_Problem statement:_ Each entry must appear again exactly as it does in the source.
----
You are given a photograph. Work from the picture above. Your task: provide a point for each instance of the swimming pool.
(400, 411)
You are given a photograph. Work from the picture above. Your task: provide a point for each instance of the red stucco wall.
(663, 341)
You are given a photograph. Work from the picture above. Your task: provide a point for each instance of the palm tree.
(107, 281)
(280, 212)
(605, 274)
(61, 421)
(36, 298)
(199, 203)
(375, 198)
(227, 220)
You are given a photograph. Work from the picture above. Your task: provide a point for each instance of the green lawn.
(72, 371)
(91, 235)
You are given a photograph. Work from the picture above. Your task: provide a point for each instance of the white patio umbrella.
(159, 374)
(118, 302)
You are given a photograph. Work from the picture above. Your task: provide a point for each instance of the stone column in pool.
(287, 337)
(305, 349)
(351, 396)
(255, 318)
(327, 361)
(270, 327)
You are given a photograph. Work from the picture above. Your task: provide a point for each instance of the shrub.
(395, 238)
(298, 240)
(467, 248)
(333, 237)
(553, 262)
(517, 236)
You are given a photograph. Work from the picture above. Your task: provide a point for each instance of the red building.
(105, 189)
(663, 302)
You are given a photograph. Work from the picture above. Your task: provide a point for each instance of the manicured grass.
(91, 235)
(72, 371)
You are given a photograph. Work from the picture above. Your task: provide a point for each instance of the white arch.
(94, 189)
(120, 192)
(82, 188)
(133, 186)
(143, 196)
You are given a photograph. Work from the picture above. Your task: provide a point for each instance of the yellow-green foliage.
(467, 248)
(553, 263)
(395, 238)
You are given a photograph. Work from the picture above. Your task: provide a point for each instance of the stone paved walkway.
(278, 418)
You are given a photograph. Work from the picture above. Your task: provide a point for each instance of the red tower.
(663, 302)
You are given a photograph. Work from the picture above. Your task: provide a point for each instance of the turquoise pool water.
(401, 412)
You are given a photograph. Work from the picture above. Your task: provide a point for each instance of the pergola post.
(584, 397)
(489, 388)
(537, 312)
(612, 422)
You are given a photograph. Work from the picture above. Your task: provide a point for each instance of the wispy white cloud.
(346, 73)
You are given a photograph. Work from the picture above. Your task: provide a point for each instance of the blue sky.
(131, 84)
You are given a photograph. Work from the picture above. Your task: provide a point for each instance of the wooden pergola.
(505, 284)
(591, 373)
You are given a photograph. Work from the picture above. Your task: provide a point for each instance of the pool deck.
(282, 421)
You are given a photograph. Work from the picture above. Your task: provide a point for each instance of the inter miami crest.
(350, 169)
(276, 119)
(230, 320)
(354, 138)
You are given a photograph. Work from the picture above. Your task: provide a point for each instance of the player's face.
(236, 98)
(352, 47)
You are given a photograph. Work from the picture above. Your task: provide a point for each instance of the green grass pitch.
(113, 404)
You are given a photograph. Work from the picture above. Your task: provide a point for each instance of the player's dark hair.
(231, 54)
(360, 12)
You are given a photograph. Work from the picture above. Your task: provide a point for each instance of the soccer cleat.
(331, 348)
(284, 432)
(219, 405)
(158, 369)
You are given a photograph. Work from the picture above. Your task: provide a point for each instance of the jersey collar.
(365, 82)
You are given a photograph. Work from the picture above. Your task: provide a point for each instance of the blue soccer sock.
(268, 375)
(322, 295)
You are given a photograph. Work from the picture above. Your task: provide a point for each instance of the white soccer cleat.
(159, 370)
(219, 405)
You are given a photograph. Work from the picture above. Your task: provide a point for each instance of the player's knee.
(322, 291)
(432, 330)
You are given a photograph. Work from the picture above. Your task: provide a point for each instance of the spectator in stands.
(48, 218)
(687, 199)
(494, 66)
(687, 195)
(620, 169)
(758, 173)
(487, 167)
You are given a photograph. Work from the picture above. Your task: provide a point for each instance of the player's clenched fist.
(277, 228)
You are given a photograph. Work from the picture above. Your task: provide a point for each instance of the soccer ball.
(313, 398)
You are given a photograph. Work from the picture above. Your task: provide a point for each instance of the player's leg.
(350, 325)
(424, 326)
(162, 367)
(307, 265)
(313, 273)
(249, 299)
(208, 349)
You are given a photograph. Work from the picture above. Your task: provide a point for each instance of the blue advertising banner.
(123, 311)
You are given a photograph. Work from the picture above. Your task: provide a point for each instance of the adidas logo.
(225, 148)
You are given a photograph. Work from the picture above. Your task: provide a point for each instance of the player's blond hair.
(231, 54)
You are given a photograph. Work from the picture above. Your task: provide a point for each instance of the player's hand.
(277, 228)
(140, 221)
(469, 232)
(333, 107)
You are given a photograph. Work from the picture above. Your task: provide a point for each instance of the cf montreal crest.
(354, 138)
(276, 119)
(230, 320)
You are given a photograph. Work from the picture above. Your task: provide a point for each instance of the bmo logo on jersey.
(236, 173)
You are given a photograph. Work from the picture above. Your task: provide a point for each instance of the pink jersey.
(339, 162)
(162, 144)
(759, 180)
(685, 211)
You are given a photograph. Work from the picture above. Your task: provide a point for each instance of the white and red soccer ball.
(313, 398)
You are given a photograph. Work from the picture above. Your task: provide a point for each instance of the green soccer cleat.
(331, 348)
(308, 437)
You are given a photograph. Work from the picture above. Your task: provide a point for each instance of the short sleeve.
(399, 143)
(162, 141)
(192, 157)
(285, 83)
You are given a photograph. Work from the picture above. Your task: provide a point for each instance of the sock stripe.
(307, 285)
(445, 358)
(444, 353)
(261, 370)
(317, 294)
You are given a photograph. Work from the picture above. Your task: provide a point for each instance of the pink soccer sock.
----
_Answer for the task:_
You are given a photograph. Work from the picture above. Your task: provide a point for each instance of the swimming pool.
(400, 411)
You are given a photograph. Work from the picture above. Your task: provide a point for each instance of the red stucco wall.
(663, 341)
You are given a photograph. Work from the picture above. Your task: provide a point for each instance of the palm tree.
(107, 281)
(280, 212)
(605, 274)
(61, 421)
(36, 298)
(199, 203)
(375, 198)
(227, 220)
You are given a photograph. Work from the picture above. Your task: provide a point for each instance of the green lawn.
(72, 371)
(91, 235)
You are given a photograph. Work from the picture above. Your task: provide a point for each instance of the white patio umbrella.
(159, 374)
(118, 302)
You are given a photograph. Work from the picture above. Your task: provide a point for each instance of the stone column in pool.
(287, 337)
(305, 349)
(351, 396)
(255, 318)
(327, 361)
(270, 327)
You are given a photograph. Work from the picture above. Your task: provide a point for each instance of the shrub.
(395, 238)
(298, 240)
(467, 248)
(333, 237)
(553, 262)
(517, 236)
You are given a photograph. Work from the picture above. Your task: provide a point for each instance of the red building.
(105, 189)
(663, 302)
You are given a photograph. Work from the picture above. Your task: provide a point for each instance of the manicured grass.
(91, 235)
(72, 371)
You are given a photograph. Work from the picture above. Your task: provide a point for each instance of the white arch.
(94, 189)
(120, 192)
(82, 188)
(133, 186)
(143, 196)
You are given a photograph. Work from the picture above. Your task: provide a point for each instance of the yellow-green foliage.
(467, 248)
(553, 263)
(395, 238)
You are given a photograph. Work from the picture above. Your task: provide a point for each instance of the stone paved walkway.
(278, 418)
You are given a photograph. Work from the picture above. Your task: provide a point for each instance of the red tower.
(663, 302)
You are given a photograph. Work from the picture above. Your task: provide a point for each instance of the turquoise pool water.
(401, 412)
You are given a photograph. Work from the picture above. Your task: provide a point for each instance of the pergola post.
(584, 397)
(489, 388)
(537, 312)
(612, 422)
You are given a photograph. Work from the picture above. Your task: provide a point for each instance of the wispy white cloud.
(346, 73)
You are given a photograph. Work from the picture above. Your task: provide a point for each instance of the blue sky.
(131, 84)
You are given a photograph. Work from the picture above. Your task: provide a point for each instance of the wooden pergola.
(505, 284)
(591, 373)
You are given a photograph. Work from the picture above. Your task: provide a point for each instance of the pool deck.
(282, 421)
You are given a photograph. Work from the picture above. Your task: provide a point for each instance of the inter miami crest.
(350, 169)
(276, 119)
(230, 320)
(354, 138)
You are given a photograph. Work from the picture above. Your task: provide a point for each instance of the player's face.
(236, 98)
(352, 47)
You are given a photograph. Work from the picture above. Your task: provide a point for each instance of the green grass pitch.
(113, 404)
You are given a photograph. Work from the picture above. Your task: provide a point for each instance of the player's dark hair.
(231, 54)
(360, 12)
You are given a photograph. Work from the picture above. Your task: provide a point for each instance of the soccer cleat.
(331, 348)
(284, 432)
(219, 405)
(158, 369)
You are given a photograph. Work from the picture above. Your task: provide a point for each instance of the jersey collar.
(365, 82)
You are given a photograph. Work from the picture above. Your task: provide a point for each instance of the blue soccer sock.
(268, 375)
(322, 295)
You are given a photograph. Work from the picture above. Your task: provide a point for each instance of the white soccer cleat.
(159, 370)
(219, 405)
You are given a photograph. Work from the picture above. Your task: provide a point for each instance of the player's knee.
(322, 291)
(432, 330)
You are given a photograph. Work from the picture above. Your task: provide a point for each instance of the spectator in stands.
(48, 218)
(687, 199)
(494, 66)
(687, 195)
(620, 169)
(758, 173)
(487, 167)
You are given a photograph. Work from the picture above. Your task: provide a point for each instance of the player's clenched fist.
(277, 228)
You are given a photograph. Work from the picture above. Your task: provide a point for each instance of the soccer ball.
(313, 398)
You are given a photograph. Work from the picture above. Your task: provide a point for each instance of the player's leg.
(350, 325)
(424, 326)
(162, 367)
(307, 265)
(313, 273)
(249, 299)
(208, 349)
You are given a photograph. Work from the picture above. Your task: provide a point for each instance of the blue advertising banner.
(123, 311)
You are given a photograph. Work from the picture above. Your task: provide a point for each instance of the adidas logo.
(225, 148)
You are given a photograph. Work from the picture above. Your task: provide a point for each instance of the player's blond hair.
(231, 54)
You are given a photograph. Work from the picture above. Your task: provide a point for each instance of the player's hand.
(277, 228)
(140, 221)
(469, 232)
(333, 107)
You are given a photograph. Work from the picture above. Your task: provide a point for each instance of the cf montreal crest.
(354, 138)
(276, 119)
(230, 320)
You are given a photograph. Work from the picture above. Your task: provide a point for each instance of the bmo logo on jersey.
(236, 173)
You are given a photograph. Work from the picture above. Your task: provide a point for each instance of the pink jersey.
(339, 162)
(162, 144)
(759, 180)
(685, 211)
You are given a photograph. Work from the picture above. Your task: provide a point for each instance of the white and red soccer ball.
(313, 398)
You are given a photograph. Work from the picture above. Your task: provide a point for each instance of the green soccer cleat.
(331, 348)
(308, 437)
You are given a photograph. Work from the picture above. Your task: provide a point for each instance of the short sleeve.
(399, 143)
(162, 141)
(192, 157)
(285, 83)
You are given a photograph. Work from the picture above. Your task: provide a point for each instance of the sock stripe.
(307, 285)
(445, 358)
(444, 353)
(261, 370)
(317, 294)
You are given a photograph. Work from the picture above. Your task: provide a point for each instance of the pink soccer sock.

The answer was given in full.